======== Text passage ========
New York Gov. Andrew Cuomo’s been deservingly criticized for his response to the COVID-19 crisis, including sending coronavirus patients back to nursing homes without being tested first to see if they’d recovered from their illness and were no longer contagious. Thousands of nursing home residents died across the state, and while Cuomo’s done his best to shift the blame, there are at least some in the media trying to hold him to account.
When it comes to the dramatic surge in shootings in New York City and other cities across the state, however, Cuomo’s faced hardly any criticism at all, despite the surge in crime on his watch. In Syracuse, New York, for example, three people were killed and another nine wounded in more than a dozen shootings this past weekend, and the city is ahead of where it was this time last year when it comes to homicides and shootings, though non-violent crime is down by more than 10% compared to 2019.
Rochester, New York has also seen a surge in shootings, with at least 13 people injured over the Independence Day weekend. New York GOP head Nick Langworthy recently spoke in the city, and while he laid the blame squarely at the feet of Gov. Andrew Cuomo, he only focused on half of the governor’s failures.
========
**To do:**
a) Translate this sentence from the passage on shootings in New York into Spanish: "Rochester, New York has also seen a surge in shootings, with at least 13 people injured over the Independence Day weekend."
b) Continue the passage on Governor Cuomo and the shootings in New York, starting right after its final sentence.
======== Dataset content ========
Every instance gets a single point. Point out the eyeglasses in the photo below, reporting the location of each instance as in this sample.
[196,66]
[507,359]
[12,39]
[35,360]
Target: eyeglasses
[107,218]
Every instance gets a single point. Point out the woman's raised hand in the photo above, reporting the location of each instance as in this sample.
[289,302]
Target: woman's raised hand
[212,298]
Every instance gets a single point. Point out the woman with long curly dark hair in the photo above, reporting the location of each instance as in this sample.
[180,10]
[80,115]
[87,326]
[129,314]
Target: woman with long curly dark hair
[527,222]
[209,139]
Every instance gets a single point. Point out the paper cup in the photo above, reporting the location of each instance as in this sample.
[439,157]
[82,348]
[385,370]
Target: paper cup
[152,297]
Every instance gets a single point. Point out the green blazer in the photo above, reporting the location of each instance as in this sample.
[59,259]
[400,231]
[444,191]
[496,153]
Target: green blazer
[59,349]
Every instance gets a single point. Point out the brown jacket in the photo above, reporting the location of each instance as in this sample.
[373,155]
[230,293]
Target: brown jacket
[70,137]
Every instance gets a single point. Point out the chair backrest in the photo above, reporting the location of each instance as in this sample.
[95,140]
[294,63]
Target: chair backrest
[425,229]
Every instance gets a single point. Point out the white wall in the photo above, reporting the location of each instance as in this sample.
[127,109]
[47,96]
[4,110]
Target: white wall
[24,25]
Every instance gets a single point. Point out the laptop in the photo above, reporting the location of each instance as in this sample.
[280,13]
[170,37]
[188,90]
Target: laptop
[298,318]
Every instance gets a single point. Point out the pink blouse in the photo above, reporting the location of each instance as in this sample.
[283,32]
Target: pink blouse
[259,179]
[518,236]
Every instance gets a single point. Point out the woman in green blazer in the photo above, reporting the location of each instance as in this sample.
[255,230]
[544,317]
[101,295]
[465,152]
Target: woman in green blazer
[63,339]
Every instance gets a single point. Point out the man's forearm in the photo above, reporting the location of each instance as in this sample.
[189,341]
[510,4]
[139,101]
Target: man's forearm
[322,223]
========
**Answers given:**
a) Rochester, Nueva York, también ha registrado un aumento de los tiroteos, con al menos 13 personas heridas durante el fin de semana del Día de la Independencia.

b)
“The surge in crime is a direct result of policies that have neutered law enforcement,” he said. “Our men and women in uniform are now the ones wearing handcuffs and the criminals walk free. They’re under siege and they’ve been totally controlled by the Democrats that control our state and it’s the result of the elimination of cash bail.”
Without a doubt Cuomo’s bail reforms have had an impact on violent crime throughout New York, but Langworthy should also have called out the governor for his bold and brash talk about making the public safer when he signed the anti-gun legislation known as the SAFE Act into effect back in 2013. In fact, Cuomo actually signed the gun control package into law at a ceremony in Rochester, saying at the time:
“It is appropriate to sign the NY SAFE Act here in Rochester, where just weeks ago a gunman senselessly murdered two first responders as they responded to a fire in Webster,” Governor Cuomo said. “This new law will limit gun violence through common sense, reasonable reforms that will make New York a safer place to live. When society confronts serious issues, it is the function of government to do something, and the NY SAFE Act will now give New York State the toughest, strongest protections against gun violence in the nation.”
Here we are seven years later and not only has “gun violence” not been limited in New York, in June of this year shootings in New York City were at their highest levels since 1996. The “commonsense, reasonable reforms” that Cuomo promised have been plagued with issues from the get-go, and they’ve clearly done nothing to actually address violent criminals.
Instead, Cuomo’s ban on magazines capable of holding more than 7-rounds of ammunition was ultimately changed (without a vote of the legislature, mind you) into a ban on putting more than 7-rounds of ammunition into a 10-round magazine. Two federal judges declared the magazine ban unconstitutional, and even now enforcement of the law is largely limited to New York City and the surrounding suburbs.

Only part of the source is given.